[To do]
Reproduce all the records below, switching every occurrence of "picking robot's planner" to "navigation system" and leaving everything else unchanged.

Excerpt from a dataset
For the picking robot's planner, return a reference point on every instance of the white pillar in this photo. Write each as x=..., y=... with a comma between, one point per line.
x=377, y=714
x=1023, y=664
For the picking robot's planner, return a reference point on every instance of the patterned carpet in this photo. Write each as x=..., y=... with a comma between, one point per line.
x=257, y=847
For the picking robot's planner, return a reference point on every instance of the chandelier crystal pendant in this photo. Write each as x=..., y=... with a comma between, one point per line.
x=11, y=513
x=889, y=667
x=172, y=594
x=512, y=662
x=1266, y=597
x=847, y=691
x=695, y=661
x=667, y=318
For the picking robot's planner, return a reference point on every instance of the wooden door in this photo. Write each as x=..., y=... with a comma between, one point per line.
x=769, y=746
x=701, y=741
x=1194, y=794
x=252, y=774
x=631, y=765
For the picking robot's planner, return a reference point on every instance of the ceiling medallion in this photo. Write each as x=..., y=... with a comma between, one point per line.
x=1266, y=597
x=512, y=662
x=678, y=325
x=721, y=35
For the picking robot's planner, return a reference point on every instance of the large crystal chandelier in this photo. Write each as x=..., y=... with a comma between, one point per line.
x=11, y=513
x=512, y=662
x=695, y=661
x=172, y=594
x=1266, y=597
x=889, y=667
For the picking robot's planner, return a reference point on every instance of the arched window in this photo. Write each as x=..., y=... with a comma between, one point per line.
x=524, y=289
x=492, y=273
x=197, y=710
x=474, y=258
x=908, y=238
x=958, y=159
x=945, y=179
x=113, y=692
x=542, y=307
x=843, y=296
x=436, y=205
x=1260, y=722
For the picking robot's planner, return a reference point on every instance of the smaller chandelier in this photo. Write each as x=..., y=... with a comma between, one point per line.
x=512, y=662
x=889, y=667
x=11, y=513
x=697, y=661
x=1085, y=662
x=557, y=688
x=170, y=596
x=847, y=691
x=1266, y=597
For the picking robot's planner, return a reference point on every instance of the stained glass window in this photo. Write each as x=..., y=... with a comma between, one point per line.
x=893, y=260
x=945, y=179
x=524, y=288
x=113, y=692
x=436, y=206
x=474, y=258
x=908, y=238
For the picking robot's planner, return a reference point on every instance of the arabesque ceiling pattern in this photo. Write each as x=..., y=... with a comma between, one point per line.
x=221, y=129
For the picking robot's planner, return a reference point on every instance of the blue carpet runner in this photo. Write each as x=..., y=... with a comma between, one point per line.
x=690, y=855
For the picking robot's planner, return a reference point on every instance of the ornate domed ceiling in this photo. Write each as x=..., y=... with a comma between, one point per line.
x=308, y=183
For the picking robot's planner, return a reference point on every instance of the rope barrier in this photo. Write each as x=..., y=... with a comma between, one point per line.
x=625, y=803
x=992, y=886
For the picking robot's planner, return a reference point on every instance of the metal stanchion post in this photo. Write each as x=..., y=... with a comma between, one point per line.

[Solution to this task]
For the navigation system, return a reference point on every instance of the white pillar in this photo. Write each as x=..., y=... with a comma between, one point per line.
x=377, y=714
x=1023, y=664
For the navigation system, return a reference point on every instance of the patterned carpet in this photo. Write each as x=..., y=... with a comma between, one point per line.
x=257, y=847
For the navigation system, return a reference point on every instance of the chandelier crystal pendant in this photo. Write each as x=..., y=... with a comma between, one point per line.
x=11, y=513
x=889, y=667
x=172, y=594
x=512, y=662
x=1266, y=597
x=847, y=691
x=695, y=661
x=667, y=318
For the navigation system, return a reference point on every instance of the wooden door in this photo. Write each as x=..., y=... with a comma between, one point per line.
x=769, y=746
x=701, y=741
x=1194, y=794
x=252, y=774
x=631, y=765
For the navigation system, return a reference point on every instance of the ceiling medallion in this photo. Write each as x=..., y=... with a comma between, one point per line.
x=1266, y=597
x=512, y=662
x=678, y=325
x=721, y=35
For the navigation system, return a reference point on every instance of the large crystal chandelier in this photo. Write each as x=..., y=... with a comma between, one point per line.
x=11, y=513
x=512, y=662
x=695, y=661
x=172, y=594
x=1266, y=597
x=889, y=667
For the navigation system, return a reference point on every instance of the arched window in this photo. Write each as x=..., y=... with a comma between, one point per line.
x=524, y=289
x=492, y=273
x=197, y=710
x=474, y=258
x=908, y=238
x=958, y=159
x=945, y=179
x=113, y=692
x=542, y=307
x=843, y=296
x=436, y=205
x=1260, y=722
For the navigation system, return a reference point on every instance of the smaller chandelier in this photo. Write each as x=..., y=... with a comma between, one point per line.
x=512, y=662
x=889, y=667
x=11, y=513
x=697, y=661
x=1085, y=662
x=557, y=688
x=170, y=596
x=847, y=691
x=1266, y=597
For the navigation system, return a reference point on every instance of the stained glass window in this photo. Write each as x=..., y=... with a comma between, one point per line.
x=893, y=260
x=945, y=179
x=524, y=288
x=113, y=692
x=436, y=206
x=474, y=258
x=908, y=238
For the navigation system, return a reference point on every instance of the arabesque ceiling pattern in this photo. Write each as x=..., y=... with a comma between, one point per line.
x=221, y=129
For the navigation system, return a reference point on every instance of the blue carpet runner in this photo. Write each as x=..., y=... with a comma between, one point per line.
x=690, y=855
For the navigation system, return a reference point on every instance of the ornate domed ceiling in this photo. Write each as x=..., y=... with a comma between, one point per line.
x=308, y=183
For the navigation system, return a reference point on every instance of the rope barrier in this photo. Write each as x=..., y=... with a comma between, one point per line.
x=625, y=803
x=992, y=886
For the navigation system, return a reference point on every instance of the metal stanchion post in this photo. Write each as x=..., y=... with a comma between, one point per line.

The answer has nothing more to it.